-- WHAT YOU HAVE TO DO --
Return, word for word, the part of the post about Buster starting at "I still miss" and ending at "have him back.".

-- PASSAGE TO READ --
╔══
# My beautiful Gentle Giant - 1997/2008



## Sara (Jun 2, 2005)

We suddenly lost our beautiful Gentle Giant Buster on the 19 September 2008 

He went into the garden to pee, then trundled back in slowly. I knew there and then something was wrong, He came in and collapsed on the living room floor. He was barely breathing and his gums were near on gray so I rang hubby and told him to come home quick, and I rang my f.i.l as he was closer, I then rang the vets who said to take him there right away which we did. They rushed us right in, looked him over and gave us the choice to have him operated on with a 20% chance of pulling through or to pts. We didn't need to think about it as we had always said we would do what was best for them and not what was best for us. So the vet got me to sign a form saying I gave my permission and then tried to give him the injection, it took 10 tries before she finally found a vein. I sat on the floor with his head in my lap, stroking his head until he was gone. I had to look away as he took his last breath, just couldn't bare to see that 

I still miss him just as much now as I did then and cry for him when ever I think of him - wishing I could turn the clock back or wishing I could do anything to have him back.
╚══
-- GIVEN DATA --
╔══
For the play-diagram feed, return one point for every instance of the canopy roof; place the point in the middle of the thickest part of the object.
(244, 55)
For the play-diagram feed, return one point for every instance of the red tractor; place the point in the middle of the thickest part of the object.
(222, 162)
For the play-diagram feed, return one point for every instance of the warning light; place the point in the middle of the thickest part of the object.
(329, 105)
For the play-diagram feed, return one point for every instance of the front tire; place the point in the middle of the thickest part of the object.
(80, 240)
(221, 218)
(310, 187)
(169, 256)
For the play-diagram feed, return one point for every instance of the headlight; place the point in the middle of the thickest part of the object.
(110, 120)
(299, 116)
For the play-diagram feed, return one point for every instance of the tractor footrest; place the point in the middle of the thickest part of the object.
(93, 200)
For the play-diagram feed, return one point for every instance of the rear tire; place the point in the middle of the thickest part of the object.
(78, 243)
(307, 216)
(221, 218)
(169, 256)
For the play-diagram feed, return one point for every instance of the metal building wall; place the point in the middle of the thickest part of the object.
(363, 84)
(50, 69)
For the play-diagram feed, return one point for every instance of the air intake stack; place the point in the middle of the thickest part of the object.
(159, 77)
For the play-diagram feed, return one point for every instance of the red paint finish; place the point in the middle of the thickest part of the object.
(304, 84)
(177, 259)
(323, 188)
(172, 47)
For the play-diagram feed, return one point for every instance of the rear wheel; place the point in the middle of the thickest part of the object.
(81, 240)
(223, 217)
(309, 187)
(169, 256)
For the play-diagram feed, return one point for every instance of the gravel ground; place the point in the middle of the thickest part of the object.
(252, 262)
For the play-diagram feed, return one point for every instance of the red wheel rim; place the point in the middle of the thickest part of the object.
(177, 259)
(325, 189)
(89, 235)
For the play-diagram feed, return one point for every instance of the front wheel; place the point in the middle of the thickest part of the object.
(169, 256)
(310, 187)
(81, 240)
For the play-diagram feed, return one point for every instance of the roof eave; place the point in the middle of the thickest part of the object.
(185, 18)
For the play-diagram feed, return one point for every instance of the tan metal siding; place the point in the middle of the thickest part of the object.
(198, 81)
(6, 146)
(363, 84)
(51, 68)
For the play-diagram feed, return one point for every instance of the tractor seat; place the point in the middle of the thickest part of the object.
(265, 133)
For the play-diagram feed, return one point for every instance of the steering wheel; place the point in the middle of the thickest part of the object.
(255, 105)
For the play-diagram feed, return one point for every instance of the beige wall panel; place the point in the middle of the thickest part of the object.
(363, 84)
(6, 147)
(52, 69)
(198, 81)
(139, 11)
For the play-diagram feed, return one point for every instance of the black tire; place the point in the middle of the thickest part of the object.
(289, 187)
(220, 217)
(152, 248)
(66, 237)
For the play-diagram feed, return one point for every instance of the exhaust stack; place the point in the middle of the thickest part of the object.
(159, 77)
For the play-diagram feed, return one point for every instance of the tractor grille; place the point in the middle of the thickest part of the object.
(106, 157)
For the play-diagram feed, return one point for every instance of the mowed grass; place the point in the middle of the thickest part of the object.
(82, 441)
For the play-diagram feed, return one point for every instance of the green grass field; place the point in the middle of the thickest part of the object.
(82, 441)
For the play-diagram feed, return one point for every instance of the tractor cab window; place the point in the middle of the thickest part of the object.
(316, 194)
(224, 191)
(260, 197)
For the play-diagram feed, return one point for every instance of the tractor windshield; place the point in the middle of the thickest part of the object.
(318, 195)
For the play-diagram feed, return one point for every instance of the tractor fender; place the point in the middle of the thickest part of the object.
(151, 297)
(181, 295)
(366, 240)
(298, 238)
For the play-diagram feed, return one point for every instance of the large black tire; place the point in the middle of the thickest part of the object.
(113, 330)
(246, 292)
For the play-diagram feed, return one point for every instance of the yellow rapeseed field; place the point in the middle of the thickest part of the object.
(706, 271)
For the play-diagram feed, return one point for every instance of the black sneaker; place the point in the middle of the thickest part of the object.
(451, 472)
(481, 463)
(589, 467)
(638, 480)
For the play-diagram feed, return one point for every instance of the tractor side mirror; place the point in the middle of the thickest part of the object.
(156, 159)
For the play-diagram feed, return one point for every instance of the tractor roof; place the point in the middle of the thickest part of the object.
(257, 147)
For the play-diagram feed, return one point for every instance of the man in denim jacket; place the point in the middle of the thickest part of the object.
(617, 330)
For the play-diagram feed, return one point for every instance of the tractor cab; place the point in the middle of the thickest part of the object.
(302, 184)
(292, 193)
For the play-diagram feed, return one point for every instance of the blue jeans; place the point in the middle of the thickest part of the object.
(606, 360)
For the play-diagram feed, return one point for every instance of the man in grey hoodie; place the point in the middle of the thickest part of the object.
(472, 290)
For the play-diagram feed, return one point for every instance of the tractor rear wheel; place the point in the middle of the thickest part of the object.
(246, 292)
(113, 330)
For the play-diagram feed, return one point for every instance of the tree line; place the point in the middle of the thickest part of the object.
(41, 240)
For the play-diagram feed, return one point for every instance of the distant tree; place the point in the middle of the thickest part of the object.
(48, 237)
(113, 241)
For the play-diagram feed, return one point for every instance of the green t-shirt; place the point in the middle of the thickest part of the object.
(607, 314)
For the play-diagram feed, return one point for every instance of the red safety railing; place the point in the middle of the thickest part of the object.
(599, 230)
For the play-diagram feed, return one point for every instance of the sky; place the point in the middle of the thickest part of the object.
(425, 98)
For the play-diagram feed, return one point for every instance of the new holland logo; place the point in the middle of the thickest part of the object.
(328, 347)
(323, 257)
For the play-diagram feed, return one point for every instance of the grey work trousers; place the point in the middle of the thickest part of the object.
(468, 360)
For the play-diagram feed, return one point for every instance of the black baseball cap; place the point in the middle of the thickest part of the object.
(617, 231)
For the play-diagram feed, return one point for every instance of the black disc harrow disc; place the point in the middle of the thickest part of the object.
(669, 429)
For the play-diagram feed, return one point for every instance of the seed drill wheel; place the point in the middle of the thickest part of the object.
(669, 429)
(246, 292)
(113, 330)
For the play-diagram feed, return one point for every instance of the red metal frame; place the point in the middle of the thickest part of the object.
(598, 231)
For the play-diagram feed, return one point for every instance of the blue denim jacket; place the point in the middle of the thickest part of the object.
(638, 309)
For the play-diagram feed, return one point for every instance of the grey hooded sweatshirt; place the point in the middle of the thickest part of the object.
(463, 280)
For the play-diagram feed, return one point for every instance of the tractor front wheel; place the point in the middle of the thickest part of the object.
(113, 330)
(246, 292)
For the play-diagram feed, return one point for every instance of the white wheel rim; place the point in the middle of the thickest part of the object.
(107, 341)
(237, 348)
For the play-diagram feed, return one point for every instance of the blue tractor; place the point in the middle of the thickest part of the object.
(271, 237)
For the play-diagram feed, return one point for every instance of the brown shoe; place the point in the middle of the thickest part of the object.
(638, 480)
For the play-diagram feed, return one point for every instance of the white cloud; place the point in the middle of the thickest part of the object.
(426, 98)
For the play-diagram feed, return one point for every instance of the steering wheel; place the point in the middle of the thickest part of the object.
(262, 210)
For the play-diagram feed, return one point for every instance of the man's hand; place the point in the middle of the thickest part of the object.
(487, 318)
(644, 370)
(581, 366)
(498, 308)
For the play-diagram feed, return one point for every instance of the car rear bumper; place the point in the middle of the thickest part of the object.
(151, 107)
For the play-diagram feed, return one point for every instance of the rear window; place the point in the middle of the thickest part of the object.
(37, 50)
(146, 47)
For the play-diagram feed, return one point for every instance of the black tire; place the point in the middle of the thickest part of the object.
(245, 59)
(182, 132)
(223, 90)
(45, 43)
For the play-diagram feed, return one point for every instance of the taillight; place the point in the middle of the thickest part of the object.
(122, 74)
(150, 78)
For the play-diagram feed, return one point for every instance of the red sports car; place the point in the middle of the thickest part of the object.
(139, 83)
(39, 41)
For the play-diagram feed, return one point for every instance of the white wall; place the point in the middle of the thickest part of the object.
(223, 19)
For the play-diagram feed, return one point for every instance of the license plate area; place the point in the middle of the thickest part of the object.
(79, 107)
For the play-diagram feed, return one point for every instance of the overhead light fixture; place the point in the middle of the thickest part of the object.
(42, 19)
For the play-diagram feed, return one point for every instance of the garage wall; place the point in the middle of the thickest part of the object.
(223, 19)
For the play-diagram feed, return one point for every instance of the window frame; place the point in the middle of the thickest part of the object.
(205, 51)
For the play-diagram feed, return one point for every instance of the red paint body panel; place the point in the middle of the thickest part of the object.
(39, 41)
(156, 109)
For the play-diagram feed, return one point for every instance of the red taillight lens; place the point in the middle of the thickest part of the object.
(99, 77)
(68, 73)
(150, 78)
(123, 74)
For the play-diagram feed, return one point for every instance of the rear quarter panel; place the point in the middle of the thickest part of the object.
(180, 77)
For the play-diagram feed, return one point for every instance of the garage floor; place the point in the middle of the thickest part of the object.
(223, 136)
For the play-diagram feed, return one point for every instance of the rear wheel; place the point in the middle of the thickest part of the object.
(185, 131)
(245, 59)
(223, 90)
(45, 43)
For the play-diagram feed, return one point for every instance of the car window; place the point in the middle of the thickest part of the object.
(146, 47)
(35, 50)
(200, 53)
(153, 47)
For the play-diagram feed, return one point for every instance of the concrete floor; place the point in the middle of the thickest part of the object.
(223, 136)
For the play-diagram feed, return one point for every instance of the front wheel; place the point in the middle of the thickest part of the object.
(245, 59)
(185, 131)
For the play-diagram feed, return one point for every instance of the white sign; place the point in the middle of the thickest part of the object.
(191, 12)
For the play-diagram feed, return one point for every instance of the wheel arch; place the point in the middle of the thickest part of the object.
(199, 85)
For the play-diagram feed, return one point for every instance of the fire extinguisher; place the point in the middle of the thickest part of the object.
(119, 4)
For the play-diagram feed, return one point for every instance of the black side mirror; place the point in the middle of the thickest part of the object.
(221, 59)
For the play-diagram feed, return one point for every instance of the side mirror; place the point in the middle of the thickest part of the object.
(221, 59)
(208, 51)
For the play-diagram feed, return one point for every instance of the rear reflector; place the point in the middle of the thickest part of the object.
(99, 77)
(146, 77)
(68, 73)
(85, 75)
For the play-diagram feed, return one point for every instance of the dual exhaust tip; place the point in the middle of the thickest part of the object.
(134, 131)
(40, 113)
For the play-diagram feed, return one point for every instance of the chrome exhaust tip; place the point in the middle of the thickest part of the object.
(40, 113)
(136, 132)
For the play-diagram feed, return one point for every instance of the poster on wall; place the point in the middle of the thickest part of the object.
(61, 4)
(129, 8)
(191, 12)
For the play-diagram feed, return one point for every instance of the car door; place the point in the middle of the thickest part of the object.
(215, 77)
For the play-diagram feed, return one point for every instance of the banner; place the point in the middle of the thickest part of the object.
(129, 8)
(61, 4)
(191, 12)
╚══
-- EXERCISE RESULT --
I still miss him just as much now as I did then and cry for him when ever I think of him - wishing I could turn the clock back or wishing I could do anything to have him back.